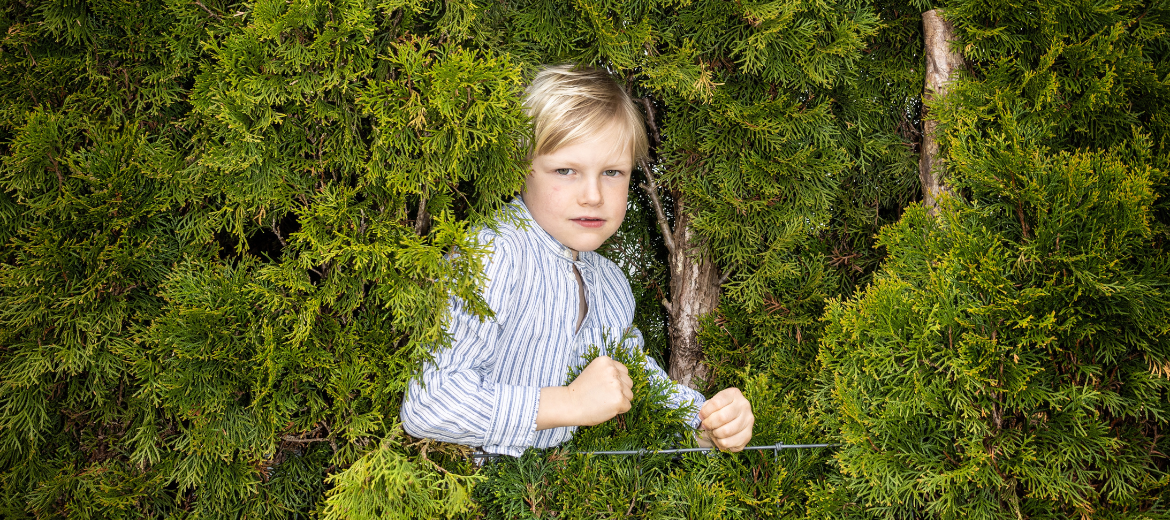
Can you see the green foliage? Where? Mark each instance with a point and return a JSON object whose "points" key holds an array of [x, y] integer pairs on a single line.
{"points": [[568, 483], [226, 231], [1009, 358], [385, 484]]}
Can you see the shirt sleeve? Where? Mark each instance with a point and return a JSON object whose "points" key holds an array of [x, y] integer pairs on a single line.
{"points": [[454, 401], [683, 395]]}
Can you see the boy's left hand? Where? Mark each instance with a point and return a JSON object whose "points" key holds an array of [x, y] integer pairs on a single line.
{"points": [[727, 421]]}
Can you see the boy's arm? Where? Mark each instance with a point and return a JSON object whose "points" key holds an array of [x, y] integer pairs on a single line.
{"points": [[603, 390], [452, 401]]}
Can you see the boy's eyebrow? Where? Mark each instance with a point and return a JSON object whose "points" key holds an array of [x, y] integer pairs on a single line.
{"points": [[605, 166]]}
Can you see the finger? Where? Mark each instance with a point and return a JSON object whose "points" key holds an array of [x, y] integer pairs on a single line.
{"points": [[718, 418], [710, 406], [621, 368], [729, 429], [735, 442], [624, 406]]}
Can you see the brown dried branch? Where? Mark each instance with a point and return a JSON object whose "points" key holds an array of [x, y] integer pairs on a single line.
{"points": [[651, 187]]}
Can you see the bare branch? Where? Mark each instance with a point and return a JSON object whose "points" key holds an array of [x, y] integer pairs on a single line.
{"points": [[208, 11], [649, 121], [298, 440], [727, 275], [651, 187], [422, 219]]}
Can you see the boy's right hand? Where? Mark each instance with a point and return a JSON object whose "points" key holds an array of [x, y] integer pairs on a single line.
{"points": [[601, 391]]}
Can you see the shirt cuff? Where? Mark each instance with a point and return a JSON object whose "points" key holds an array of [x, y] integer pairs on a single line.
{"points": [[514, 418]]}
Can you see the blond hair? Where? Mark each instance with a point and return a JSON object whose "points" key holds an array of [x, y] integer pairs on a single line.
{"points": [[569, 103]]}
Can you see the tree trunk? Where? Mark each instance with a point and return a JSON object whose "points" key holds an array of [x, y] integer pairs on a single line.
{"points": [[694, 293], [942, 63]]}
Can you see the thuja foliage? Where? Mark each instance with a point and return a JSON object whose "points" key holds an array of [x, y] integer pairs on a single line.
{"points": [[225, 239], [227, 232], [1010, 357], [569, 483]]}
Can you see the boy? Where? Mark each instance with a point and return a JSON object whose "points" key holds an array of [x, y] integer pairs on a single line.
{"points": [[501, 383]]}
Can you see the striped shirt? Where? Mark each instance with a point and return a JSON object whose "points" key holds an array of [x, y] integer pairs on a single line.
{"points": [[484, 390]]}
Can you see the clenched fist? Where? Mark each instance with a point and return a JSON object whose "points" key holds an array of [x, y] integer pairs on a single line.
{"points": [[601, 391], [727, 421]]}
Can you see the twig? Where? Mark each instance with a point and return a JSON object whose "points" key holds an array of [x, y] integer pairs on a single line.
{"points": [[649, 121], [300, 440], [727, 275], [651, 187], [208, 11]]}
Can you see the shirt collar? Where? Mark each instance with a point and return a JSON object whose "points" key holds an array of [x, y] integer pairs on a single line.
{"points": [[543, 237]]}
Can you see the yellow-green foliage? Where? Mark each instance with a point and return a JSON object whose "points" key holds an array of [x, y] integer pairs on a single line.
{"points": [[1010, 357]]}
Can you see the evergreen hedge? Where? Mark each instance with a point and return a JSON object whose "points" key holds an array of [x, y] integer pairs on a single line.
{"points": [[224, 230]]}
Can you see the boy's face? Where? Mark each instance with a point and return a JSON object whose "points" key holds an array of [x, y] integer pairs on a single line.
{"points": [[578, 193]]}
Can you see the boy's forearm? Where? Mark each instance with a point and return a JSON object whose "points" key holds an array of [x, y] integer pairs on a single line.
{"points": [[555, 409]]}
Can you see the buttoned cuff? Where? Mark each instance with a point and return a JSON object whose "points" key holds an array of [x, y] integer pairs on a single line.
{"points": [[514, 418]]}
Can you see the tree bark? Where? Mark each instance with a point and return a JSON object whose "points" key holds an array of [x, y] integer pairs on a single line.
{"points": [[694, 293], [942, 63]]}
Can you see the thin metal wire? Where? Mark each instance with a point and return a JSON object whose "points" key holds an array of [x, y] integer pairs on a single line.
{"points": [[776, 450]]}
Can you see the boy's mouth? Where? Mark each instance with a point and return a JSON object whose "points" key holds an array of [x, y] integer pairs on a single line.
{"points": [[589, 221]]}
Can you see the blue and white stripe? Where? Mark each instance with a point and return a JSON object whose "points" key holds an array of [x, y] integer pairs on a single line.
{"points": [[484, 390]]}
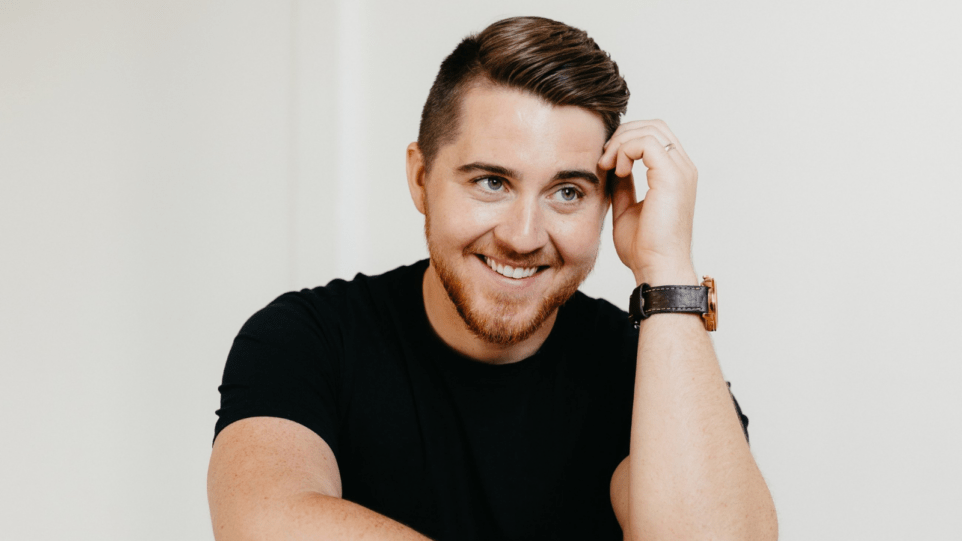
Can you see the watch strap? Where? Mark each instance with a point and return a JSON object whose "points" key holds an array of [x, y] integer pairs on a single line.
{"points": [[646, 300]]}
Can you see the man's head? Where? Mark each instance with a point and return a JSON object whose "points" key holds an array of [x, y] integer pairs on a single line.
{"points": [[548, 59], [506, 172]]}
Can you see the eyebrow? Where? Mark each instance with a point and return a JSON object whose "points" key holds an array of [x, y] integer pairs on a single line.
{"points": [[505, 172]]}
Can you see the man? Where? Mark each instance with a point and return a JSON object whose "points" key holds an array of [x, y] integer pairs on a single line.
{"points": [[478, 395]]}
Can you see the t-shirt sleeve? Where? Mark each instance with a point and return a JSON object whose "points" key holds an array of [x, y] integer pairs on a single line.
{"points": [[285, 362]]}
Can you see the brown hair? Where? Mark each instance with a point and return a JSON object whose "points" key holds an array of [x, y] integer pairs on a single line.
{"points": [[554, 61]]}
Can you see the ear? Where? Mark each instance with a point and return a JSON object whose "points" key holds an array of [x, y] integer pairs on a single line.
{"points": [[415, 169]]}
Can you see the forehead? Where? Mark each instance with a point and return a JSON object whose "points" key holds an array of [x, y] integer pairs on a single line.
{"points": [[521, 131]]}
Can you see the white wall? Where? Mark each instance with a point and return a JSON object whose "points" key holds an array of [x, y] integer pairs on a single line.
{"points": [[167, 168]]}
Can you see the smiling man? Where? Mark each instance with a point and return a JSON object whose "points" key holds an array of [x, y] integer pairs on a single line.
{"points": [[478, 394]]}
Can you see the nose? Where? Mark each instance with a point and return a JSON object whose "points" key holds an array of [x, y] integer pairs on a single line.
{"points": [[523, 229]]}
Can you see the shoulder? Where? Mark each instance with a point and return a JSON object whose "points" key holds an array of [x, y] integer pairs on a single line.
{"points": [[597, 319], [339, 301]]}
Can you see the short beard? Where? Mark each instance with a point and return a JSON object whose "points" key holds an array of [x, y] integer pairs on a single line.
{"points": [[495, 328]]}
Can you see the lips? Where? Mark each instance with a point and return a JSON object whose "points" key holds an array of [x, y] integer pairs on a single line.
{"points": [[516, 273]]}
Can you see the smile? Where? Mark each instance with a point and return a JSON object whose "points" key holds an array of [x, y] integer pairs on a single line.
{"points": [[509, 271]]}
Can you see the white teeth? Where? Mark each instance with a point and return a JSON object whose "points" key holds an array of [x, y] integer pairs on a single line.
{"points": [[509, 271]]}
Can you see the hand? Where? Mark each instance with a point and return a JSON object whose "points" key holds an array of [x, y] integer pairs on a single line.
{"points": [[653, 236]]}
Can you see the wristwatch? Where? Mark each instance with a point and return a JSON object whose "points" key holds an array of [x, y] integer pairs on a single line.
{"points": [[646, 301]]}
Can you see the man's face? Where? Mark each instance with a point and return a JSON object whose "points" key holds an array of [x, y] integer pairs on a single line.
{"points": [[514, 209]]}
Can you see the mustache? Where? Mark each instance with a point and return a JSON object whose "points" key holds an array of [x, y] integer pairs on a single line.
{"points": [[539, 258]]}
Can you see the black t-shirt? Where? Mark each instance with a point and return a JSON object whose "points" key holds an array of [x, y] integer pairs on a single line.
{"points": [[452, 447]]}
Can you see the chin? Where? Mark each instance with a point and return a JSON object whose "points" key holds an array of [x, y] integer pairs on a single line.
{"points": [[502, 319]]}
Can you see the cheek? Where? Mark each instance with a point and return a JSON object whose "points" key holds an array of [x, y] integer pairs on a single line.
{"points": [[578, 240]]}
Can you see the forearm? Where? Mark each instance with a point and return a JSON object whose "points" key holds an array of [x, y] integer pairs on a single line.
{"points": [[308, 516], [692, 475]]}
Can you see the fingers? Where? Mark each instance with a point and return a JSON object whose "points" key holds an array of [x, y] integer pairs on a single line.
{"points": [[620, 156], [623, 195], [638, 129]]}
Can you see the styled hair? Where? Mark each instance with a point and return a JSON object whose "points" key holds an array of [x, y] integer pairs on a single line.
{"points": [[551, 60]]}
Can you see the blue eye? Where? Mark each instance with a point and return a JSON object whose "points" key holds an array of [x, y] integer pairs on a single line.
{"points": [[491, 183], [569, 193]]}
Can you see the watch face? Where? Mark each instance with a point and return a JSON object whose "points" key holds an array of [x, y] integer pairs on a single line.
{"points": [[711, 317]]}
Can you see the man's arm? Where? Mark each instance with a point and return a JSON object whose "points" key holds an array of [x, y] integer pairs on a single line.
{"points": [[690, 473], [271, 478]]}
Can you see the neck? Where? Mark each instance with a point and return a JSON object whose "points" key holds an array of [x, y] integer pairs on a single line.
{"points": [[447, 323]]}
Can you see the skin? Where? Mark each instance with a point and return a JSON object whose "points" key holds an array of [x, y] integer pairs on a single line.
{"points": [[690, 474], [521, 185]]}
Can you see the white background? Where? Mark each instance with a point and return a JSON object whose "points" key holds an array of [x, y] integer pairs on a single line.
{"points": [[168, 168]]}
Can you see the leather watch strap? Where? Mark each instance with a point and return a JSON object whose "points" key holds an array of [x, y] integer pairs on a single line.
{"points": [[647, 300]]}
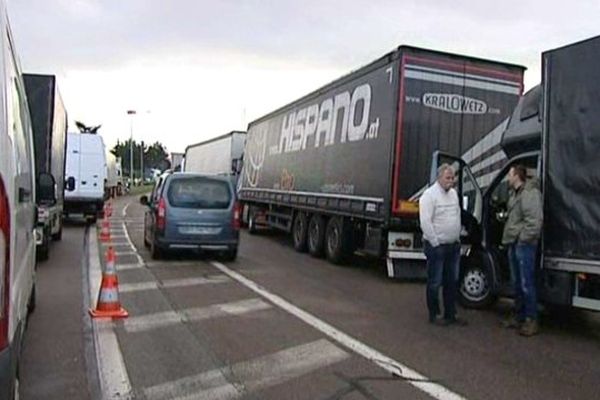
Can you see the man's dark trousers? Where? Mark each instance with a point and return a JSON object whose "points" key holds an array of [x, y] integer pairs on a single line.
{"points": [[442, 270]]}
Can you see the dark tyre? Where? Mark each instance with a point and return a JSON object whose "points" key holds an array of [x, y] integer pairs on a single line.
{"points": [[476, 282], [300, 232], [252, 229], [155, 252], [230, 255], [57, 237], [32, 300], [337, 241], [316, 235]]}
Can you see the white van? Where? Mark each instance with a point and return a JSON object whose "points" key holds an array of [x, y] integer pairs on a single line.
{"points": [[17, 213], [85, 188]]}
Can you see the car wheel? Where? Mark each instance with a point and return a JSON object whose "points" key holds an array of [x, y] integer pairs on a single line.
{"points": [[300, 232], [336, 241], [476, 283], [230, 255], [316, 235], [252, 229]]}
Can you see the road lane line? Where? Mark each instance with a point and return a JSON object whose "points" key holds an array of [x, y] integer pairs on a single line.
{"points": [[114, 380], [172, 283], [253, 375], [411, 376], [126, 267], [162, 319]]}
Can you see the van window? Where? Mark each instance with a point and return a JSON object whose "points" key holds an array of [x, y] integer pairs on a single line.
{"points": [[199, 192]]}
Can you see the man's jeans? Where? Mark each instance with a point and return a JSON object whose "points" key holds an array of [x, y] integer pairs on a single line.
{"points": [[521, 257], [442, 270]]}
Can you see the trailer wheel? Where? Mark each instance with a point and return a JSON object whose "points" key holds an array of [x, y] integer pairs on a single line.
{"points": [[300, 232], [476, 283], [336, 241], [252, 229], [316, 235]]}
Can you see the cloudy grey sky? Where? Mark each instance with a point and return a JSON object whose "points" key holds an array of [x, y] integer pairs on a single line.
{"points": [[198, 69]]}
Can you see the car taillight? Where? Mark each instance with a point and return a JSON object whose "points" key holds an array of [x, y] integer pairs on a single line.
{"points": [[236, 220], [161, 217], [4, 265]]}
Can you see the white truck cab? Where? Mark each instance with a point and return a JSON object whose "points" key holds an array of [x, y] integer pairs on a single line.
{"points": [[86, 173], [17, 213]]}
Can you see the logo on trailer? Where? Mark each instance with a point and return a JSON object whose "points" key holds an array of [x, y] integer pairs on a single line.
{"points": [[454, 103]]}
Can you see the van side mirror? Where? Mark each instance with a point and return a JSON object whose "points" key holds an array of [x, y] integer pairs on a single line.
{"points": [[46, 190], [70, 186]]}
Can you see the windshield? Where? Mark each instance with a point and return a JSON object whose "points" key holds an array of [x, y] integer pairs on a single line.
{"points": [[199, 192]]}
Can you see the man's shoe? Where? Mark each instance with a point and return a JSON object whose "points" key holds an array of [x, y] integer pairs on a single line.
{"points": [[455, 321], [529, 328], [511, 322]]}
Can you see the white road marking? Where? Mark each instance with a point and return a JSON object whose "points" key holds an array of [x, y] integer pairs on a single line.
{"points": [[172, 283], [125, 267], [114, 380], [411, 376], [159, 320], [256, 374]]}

++++++++++++++++++++

PROBLEM TO WORK ON ▸
In the entries, the line containing "Can you see the white road" and every line after it through the last are to be duplicated exactly, and no other line is to be included.

WRITTEN ANSWER ▸
Can you see the white road marking? Where? Mark each instance with a point and return a JSON object whose "points" key holds an array of [x, y] integer pairs on a single line.
{"points": [[172, 283], [125, 267], [114, 380], [411, 376], [159, 320], [256, 374]]}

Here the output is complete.